WHAT YOU WILL DO:
Reproduce word for word the part of the records below that opens with the line containing "Q: Locate the fence" and closes with the final line of the records, including both of those lines.

THE RECORDS:
BEGIN

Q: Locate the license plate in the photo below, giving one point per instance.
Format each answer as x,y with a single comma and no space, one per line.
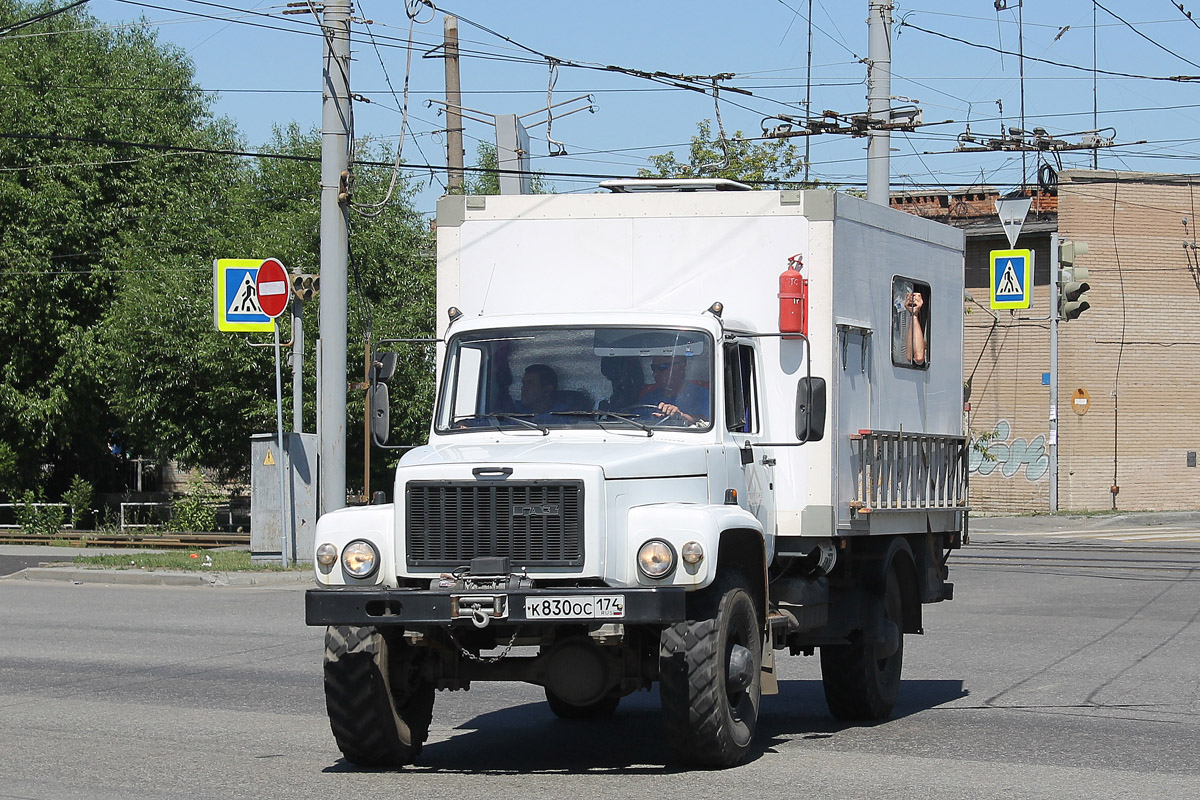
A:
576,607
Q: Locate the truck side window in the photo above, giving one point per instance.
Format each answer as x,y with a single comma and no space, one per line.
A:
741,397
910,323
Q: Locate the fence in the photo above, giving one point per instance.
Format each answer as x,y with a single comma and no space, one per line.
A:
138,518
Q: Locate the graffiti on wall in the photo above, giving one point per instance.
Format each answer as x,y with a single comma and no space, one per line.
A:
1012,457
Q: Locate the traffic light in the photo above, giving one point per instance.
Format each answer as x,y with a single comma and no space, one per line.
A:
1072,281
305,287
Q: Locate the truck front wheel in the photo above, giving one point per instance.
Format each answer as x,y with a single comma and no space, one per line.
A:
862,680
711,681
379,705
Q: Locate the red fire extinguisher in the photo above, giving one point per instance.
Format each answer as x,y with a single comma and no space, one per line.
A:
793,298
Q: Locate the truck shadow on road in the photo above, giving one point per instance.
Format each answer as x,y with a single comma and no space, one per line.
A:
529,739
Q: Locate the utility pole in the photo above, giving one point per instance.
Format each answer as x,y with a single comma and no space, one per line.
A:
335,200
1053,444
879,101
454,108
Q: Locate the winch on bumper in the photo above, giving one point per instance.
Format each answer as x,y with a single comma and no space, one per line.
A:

END

FINISHED EXERCISE:
Q: Locate the fence in the photo above, giving one point per instance.
Format each answer as x,y with a single comma and no space, one per line.
A:
138,518
Q: Locate the graffiti on wall in the photo above, giving one point per instance.
Format each answer as x,y with a single comma and no space, one per line.
A:
1012,457
Q: Locate the traffic light in the photo above, giving one point per instance.
Format each answer as x,y with a single comma and no space, one per line.
A:
1072,281
305,287
Q: Locate the truck front wheel in the photo above, giving one point per instance.
Format each answer as x,y with a single comma and no space, one per line.
A:
862,680
711,681
379,705
Q: Locate the red fire extinguisher in the photo above, giving one point per instance.
Format each answer as x,y with a single comma and no space, one per line.
A:
793,298
Q: Locate the truck shadow on road in the photo above, giving one point per instance.
Format each answer as x,y with a single comma and no space, one per line.
A:
529,739
Q: Locate the utility pole in the photo above, giving one point per instance.
Format each answer as x,y with a single comma and no space, one per line.
A:
335,200
1053,444
879,101
454,108
Q: Locate the winch on bumper in the photo above, giving one point per instance.
Format each answer as x,y with a single comma and no space, one per line.
A:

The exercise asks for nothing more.